:: INPUT MATERIAL

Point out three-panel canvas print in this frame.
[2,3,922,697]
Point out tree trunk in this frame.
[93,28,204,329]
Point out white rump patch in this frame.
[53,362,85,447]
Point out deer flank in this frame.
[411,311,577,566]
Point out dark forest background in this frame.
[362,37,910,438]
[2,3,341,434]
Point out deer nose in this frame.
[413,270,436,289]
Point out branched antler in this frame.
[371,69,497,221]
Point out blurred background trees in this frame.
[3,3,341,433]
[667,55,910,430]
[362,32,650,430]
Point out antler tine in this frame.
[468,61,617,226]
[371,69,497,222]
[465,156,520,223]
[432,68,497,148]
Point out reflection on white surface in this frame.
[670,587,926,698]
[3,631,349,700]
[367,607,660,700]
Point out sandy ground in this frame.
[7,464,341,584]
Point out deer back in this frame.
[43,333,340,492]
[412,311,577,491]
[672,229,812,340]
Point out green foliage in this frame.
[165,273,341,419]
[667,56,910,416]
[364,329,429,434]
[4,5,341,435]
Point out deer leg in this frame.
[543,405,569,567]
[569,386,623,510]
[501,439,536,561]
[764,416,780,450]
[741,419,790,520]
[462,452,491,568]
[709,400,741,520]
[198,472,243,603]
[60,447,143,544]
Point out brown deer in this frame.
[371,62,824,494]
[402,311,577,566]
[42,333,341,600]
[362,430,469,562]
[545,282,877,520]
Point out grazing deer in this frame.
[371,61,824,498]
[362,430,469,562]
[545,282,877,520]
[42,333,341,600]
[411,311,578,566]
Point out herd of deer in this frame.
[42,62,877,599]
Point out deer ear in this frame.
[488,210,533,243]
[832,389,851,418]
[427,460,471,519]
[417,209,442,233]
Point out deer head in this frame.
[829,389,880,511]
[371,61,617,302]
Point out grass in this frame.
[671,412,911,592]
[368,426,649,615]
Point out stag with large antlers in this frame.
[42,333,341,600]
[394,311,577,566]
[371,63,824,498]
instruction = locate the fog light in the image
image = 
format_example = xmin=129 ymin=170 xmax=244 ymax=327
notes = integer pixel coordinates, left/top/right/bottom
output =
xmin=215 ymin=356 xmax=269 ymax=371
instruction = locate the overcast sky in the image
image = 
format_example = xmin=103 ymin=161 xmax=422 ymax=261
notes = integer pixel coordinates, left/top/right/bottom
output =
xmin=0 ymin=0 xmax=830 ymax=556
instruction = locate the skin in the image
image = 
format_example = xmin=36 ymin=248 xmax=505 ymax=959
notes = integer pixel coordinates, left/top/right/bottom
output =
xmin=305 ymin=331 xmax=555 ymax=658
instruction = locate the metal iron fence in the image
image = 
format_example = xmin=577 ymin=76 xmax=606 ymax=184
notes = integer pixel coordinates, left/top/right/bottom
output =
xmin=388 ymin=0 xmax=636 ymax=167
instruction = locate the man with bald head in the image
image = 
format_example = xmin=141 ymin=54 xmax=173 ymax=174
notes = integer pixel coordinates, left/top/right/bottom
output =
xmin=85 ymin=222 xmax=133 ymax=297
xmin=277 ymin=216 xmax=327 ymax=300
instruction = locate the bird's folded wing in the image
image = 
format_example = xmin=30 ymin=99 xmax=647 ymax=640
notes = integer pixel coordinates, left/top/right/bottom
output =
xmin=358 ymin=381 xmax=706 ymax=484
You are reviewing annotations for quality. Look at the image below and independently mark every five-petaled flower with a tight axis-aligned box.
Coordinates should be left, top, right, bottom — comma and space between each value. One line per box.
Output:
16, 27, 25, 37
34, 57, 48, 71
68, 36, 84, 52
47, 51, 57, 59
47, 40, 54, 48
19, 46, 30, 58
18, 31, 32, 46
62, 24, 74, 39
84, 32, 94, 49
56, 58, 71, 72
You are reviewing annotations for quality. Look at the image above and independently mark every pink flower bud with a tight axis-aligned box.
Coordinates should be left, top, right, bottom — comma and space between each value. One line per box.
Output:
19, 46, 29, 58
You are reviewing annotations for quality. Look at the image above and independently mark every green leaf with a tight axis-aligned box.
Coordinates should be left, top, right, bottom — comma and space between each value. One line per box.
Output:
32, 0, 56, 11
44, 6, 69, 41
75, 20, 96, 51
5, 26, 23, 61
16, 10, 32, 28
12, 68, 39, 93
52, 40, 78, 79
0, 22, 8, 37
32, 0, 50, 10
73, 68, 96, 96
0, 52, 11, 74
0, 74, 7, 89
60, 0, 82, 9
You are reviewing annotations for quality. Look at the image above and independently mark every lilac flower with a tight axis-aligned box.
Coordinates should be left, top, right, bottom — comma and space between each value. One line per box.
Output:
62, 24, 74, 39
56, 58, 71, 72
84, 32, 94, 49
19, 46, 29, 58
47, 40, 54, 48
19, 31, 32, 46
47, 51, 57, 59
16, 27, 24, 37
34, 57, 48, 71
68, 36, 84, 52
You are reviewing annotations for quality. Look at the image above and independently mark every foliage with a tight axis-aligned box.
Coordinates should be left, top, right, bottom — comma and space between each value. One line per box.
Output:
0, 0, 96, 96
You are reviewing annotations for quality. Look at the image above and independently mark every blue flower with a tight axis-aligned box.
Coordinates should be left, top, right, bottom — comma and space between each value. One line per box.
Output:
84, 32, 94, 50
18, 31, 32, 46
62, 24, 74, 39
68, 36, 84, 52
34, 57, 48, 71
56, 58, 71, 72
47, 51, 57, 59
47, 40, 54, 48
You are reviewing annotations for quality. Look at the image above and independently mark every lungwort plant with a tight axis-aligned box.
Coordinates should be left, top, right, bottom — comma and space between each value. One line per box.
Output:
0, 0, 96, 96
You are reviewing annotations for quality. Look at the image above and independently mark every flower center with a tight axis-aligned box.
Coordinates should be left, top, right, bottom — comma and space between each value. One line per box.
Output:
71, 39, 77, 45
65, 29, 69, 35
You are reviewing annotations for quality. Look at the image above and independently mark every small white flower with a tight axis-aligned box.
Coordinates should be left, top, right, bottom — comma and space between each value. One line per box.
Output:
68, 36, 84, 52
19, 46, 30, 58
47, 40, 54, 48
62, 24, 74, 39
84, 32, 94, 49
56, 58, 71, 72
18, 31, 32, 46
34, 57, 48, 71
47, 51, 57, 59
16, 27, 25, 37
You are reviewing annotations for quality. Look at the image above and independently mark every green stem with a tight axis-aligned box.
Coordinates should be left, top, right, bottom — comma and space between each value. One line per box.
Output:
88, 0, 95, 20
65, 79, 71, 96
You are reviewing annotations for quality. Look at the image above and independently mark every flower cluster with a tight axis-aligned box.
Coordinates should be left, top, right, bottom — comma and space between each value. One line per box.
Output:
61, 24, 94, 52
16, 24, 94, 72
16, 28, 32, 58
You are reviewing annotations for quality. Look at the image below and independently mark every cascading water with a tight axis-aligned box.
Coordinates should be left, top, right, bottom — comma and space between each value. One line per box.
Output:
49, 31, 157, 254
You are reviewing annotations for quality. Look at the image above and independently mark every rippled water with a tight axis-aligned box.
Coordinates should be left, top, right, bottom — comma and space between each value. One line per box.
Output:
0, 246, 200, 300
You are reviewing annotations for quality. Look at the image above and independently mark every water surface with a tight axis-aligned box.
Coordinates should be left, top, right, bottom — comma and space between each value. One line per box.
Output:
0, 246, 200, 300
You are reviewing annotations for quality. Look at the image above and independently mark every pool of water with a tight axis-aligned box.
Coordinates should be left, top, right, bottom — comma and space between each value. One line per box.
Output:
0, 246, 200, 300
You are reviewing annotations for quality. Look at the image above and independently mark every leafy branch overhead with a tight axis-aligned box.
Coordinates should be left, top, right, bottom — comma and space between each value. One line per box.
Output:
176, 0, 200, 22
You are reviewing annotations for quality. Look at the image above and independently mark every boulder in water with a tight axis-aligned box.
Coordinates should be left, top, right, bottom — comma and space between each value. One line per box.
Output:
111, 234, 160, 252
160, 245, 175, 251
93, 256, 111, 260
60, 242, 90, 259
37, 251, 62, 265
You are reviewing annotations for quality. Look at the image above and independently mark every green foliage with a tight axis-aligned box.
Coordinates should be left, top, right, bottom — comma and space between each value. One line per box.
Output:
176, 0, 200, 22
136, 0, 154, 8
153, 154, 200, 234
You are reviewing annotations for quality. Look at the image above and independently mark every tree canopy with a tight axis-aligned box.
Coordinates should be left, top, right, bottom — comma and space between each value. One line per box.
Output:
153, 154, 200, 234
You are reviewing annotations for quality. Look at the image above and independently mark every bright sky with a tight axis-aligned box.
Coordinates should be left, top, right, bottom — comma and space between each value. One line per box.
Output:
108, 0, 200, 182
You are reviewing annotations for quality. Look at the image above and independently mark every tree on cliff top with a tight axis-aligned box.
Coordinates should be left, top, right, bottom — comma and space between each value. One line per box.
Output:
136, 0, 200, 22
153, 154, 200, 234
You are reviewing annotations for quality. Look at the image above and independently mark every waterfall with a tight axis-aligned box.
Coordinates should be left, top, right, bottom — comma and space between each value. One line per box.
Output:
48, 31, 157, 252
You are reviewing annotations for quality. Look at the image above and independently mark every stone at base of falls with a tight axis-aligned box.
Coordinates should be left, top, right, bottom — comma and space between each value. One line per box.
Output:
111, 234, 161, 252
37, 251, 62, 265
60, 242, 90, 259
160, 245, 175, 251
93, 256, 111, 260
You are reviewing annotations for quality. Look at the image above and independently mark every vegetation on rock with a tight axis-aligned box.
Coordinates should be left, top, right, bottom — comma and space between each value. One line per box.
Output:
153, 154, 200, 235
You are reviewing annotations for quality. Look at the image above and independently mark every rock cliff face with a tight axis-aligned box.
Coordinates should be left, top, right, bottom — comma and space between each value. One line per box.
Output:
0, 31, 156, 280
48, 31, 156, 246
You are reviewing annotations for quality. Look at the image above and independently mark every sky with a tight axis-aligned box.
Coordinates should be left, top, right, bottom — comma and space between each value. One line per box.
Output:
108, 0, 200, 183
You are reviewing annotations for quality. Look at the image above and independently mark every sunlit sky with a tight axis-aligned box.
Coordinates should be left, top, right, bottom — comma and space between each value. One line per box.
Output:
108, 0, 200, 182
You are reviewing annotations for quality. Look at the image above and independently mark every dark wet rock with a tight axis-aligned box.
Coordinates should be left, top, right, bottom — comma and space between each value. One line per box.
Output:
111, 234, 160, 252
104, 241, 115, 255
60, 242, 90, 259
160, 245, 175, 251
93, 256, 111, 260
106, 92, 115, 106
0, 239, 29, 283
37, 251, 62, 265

::::

◆ **WRITTEN PROBLEM**: Pick out each line of the material above that contains the word "deer" and copy those lines.

◆ **SOLUTION TO THE PROBLEM**:
Point out deer flank in this frame.
Point out deer nose in this frame.
Point out deer back in this frame.
Point out deer leg in this frame.
Point out brown deer in this frame.
Point out grazing deer in this frame.
Point out herd of deer in this frame.
Point out deer ear in this frame.
Point out deer head in this frame.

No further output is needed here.